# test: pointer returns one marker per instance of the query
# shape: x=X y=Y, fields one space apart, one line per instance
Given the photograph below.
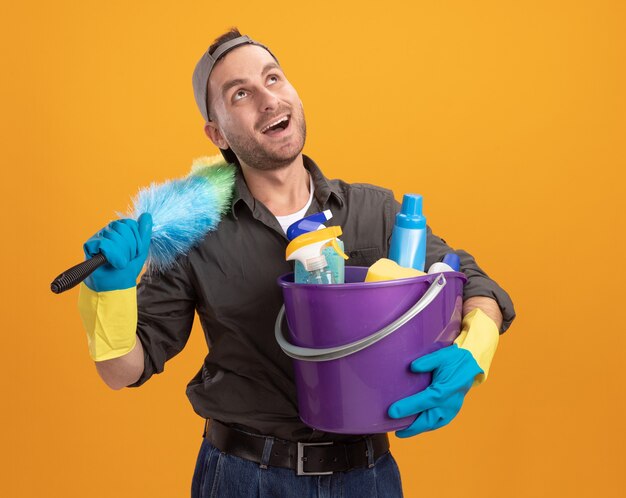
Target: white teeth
x=284 y=118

- [INSTRUCTIONS TO FOLLOW]: Print every entry above again without changing a word, and omit the pictures.

- [SOLUTION FOR THIS PROBLEM]:
# test: pointer returns one marker per instance of the query
# shape: x=X y=Y, fields one space apart, one line per instance
Given the photograph below.
Target: white teeth
x=284 y=118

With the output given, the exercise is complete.